-- Given information follows --

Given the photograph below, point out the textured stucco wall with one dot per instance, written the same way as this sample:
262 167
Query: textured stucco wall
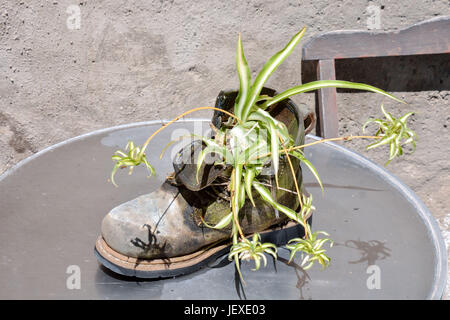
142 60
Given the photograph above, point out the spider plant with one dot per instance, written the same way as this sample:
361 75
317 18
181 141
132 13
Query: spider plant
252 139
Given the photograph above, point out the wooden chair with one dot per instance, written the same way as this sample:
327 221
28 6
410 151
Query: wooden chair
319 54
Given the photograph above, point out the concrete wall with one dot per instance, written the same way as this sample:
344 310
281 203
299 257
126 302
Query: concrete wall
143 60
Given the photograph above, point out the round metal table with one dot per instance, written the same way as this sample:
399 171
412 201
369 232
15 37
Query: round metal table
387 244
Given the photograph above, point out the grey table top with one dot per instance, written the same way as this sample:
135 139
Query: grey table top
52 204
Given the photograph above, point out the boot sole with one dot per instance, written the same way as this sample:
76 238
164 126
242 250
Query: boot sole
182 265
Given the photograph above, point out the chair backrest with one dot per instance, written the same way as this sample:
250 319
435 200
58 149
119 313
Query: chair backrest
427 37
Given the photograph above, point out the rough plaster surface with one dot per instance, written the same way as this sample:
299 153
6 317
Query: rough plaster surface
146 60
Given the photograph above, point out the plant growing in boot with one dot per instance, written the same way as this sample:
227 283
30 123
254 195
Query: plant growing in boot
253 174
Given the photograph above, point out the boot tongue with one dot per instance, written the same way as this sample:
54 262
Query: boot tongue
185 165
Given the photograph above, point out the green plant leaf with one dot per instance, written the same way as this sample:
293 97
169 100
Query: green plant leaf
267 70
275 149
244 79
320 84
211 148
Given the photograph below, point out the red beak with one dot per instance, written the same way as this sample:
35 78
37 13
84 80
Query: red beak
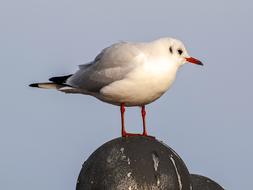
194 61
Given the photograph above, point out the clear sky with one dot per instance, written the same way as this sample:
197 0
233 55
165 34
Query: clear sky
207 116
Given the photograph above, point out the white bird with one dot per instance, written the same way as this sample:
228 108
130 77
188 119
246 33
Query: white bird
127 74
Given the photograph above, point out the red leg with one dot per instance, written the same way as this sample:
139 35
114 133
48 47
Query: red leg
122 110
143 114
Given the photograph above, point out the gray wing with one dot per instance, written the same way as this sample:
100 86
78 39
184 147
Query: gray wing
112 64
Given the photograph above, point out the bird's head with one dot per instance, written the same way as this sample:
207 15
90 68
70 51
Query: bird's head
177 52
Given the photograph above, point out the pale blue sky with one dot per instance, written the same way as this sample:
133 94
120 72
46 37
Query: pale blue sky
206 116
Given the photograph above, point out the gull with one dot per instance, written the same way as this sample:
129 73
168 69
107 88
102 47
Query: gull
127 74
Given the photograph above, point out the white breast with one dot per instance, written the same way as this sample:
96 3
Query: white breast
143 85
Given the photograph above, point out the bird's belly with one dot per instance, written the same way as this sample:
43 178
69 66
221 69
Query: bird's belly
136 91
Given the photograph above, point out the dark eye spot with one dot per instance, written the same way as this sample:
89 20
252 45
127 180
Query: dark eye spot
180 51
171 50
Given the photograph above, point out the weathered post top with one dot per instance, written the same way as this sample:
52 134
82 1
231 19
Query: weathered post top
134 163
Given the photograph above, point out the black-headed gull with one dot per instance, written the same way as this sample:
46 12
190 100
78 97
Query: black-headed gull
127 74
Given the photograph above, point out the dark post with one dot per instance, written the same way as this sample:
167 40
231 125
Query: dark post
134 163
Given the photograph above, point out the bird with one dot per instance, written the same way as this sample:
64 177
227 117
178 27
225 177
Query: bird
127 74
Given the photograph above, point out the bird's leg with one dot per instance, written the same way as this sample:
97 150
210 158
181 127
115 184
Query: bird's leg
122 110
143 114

-- Given information concluded --

• _Prompt_: Every line that contains the string "below" should be copied from the records.

• _Result of this task_:
Given the photograph below, point out the textured stucco wall with one dot per instance, written the same way as this sample:
Given the photograph below, point out the red beak with one dot per instance, written the same way as this sample:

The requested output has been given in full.